=== THE REQUEST ===
Copy out every line of the records below verbatim, keeping each one unchanged and in its original order.

Object pointing dataset records
※ ※ ※

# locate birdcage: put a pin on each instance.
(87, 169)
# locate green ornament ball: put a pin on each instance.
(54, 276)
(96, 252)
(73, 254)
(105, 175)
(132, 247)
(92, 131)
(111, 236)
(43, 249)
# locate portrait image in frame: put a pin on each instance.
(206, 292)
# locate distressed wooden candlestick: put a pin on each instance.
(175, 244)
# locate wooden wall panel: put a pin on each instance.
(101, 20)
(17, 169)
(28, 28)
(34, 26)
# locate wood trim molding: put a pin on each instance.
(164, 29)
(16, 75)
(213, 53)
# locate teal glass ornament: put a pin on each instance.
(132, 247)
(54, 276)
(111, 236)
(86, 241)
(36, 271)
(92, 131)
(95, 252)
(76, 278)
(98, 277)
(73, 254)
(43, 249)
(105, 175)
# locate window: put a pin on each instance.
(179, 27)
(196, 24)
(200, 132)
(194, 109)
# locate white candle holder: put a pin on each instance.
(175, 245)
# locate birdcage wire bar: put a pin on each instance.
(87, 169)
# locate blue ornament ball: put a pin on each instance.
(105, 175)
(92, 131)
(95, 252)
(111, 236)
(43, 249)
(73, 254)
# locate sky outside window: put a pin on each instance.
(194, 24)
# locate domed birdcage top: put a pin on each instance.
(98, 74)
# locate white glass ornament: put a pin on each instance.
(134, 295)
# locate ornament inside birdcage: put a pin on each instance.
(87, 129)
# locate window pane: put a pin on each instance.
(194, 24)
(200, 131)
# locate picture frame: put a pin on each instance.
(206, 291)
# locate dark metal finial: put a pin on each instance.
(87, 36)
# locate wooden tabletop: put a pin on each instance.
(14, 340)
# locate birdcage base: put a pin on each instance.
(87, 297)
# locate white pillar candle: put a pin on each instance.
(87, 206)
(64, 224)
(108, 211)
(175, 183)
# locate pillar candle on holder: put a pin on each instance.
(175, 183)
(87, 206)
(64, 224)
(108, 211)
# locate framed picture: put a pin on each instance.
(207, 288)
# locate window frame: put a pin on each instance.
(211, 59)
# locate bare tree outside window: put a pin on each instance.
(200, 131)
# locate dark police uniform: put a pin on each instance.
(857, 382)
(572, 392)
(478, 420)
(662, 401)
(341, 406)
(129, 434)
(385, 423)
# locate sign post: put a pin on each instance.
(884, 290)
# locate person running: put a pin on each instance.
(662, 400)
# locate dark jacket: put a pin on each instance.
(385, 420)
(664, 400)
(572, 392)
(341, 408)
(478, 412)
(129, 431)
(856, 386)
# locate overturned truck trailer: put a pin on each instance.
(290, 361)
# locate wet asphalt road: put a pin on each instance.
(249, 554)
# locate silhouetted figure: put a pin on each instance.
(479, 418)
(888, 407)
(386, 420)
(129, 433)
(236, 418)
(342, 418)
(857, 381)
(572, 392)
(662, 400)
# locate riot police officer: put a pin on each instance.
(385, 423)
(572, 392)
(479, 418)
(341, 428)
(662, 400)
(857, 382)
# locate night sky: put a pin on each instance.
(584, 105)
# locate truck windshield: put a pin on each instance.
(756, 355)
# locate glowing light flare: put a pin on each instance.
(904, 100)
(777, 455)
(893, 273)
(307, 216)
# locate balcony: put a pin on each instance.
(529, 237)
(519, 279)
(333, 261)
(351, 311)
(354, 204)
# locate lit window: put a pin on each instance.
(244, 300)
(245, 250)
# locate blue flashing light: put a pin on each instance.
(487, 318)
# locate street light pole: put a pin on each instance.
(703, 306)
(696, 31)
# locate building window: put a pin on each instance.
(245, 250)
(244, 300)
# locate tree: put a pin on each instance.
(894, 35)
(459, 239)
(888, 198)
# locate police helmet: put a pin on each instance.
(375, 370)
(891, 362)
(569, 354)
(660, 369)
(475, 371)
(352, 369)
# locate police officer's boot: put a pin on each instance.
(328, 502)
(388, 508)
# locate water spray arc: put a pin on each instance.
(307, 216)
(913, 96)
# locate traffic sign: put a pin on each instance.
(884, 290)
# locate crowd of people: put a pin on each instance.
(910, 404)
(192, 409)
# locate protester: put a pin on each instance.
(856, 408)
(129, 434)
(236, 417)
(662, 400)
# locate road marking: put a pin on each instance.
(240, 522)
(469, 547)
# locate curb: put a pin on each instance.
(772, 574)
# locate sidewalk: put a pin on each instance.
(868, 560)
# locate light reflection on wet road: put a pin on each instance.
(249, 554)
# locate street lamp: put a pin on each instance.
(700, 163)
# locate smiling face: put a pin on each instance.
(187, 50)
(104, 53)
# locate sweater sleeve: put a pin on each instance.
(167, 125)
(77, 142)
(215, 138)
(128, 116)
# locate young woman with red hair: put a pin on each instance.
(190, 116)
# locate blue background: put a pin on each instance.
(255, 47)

※ ※ ※

=== EXERCISE RESULT ===
# locate birdcage: put a pin on each instance.
(87, 169)
# locate green ornament ball: put a pin on each instance.
(54, 276)
(96, 252)
(73, 254)
(105, 175)
(132, 247)
(92, 131)
(111, 236)
(43, 249)
# locate portrait image in frame: put a pin on each instance.
(206, 292)
# locate distressed wooden candlestick: put a pin on each instance.
(175, 244)
# locate wooden wall panel: put a pin on each instance.
(101, 20)
(17, 169)
(28, 28)
(34, 26)
# locate wood trim molding: put a pin on each instance.
(164, 29)
(16, 75)
(213, 53)
# locate teal glass ornament: put a pin on each instance.
(132, 247)
(54, 276)
(111, 236)
(86, 241)
(36, 271)
(92, 131)
(95, 252)
(76, 278)
(98, 277)
(73, 254)
(43, 249)
(105, 175)
# locate window: put a pin on each instance.
(179, 27)
(196, 24)
(200, 132)
(194, 109)
# locate white candle holder: put a pin on each instance.
(175, 245)
# locate birdcage wire bar: put a pin on each instance.
(87, 169)
# locate blue ornament ball: put a pin on each instance.
(105, 175)
(92, 131)
(95, 252)
(111, 236)
(43, 249)
(73, 254)
# locate sky outside window: put a pin on each instance.
(194, 24)
# locate domed birdcage top: put a pin on each instance.
(98, 74)
# locate white glass ornament: put a pin on each instance.
(134, 295)
# locate ornament inside birdcage: put a pin on each instance.
(87, 129)
# locate window pane: put a pin on each instance.
(194, 24)
(200, 131)
# locate picture frame: put a pin on each instance.
(206, 291)
# locate dark metal finial: put a pin on each instance.
(87, 36)
# locate wooden tabletop: put a pin on each instance.
(14, 340)
# locate birdcage base: put a pin on each instance.
(87, 297)
# locate white pillar candle: put a pin on each instance.
(87, 206)
(64, 224)
(108, 211)
(175, 183)
# locate pillar candle on holder: put a pin on each instance.
(175, 183)
(87, 206)
(64, 224)
(108, 211)
# locate framed picture: put a pin on each instance.
(207, 288)
# locate window frame: put a pin on each instance.
(211, 59)
# locate bare tree outside window: put a pin on each instance.
(200, 131)
# locate dark police uniform: put a pin on each instance.
(857, 382)
(572, 392)
(478, 420)
(662, 401)
(341, 406)
(129, 434)
(385, 423)
# locate sign post: put a pin on each instance.
(884, 290)
# locate person running: put a pin on each instance.
(662, 400)
# locate dark jacket: put a pin on each instance.
(385, 420)
(664, 400)
(572, 392)
(341, 408)
(478, 412)
(129, 431)
(856, 386)
# locate overturned truck trailer: put a pin on each instance.
(290, 361)
# locate wet asphalt road: put a pin on each instance.
(249, 554)
# locate silhouetted figure: put a pin on each instance.
(479, 418)
(888, 407)
(386, 420)
(129, 433)
(236, 418)
(342, 418)
(857, 381)
(572, 392)
(662, 400)
# locate riot police officer: put a pin on each instance.
(385, 423)
(572, 392)
(479, 418)
(341, 428)
(662, 400)
(857, 382)
# locate night sky: put a pin on each instance.
(584, 105)
# locate truck windshield: put a pin on each instance.
(756, 355)
# locate glowing light flare: put a pin on each instance.
(904, 100)
(777, 455)
(893, 273)
(307, 216)
# locate balcony: put a pin on each instance.
(529, 237)
(519, 279)
(333, 261)
(351, 311)
(354, 204)
# locate lit window: put a pin on each instance.
(244, 300)
(245, 250)
# locate blue flashing light: put a pin on each instance.
(487, 318)
# locate street light pole: put a pin on each instance.
(703, 306)
(696, 31)
# locate building window: put a pin on each instance.
(245, 250)
(244, 300)
# locate tree: put a pin on each instance.
(894, 35)
(459, 239)
(888, 198)
# locate police helmet: put a pin on each instance.
(375, 370)
(891, 362)
(569, 354)
(660, 369)
(475, 371)
(352, 369)
# locate police officer's boot: put a pin on each instance.
(328, 502)
(388, 508)
# locate water spray arc: put a pin on each instance.
(307, 216)
(913, 96)
# locate traffic sign: put a pin on each instance.
(884, 290)
# locate crowd of people: put a pin on each instance.
(910, 404)
(192, 409)
# locate protester: put a pin on each instance.
(856, 408)
(129, 434)
(236, 417)
(662, 400)
# locate road marking: put a pin on each instance.
(240, 522)
(469, 547)
# locate curb: put a pin on each instance.
(772, 574)
# locate sidewalk: put a pin on each instance.
(868, 560)
# locate light reflection on wet road: put a pin on each instance.
(249, 554)
# locate street lamp: put a pin on each instance.
(700, 163)
# locate smiling face: put a pin on each instance.
(187, 50)
(104, 53)
# locate sweater sleeve: put a pin on each instance.
(167, 125)
(77, 142)
(215, 138)
(128, 116)
# locate young woman with red hair: put a pin on each instance.
(190, 116)
# locate blue background: put a pin on each instance.
(255, 47)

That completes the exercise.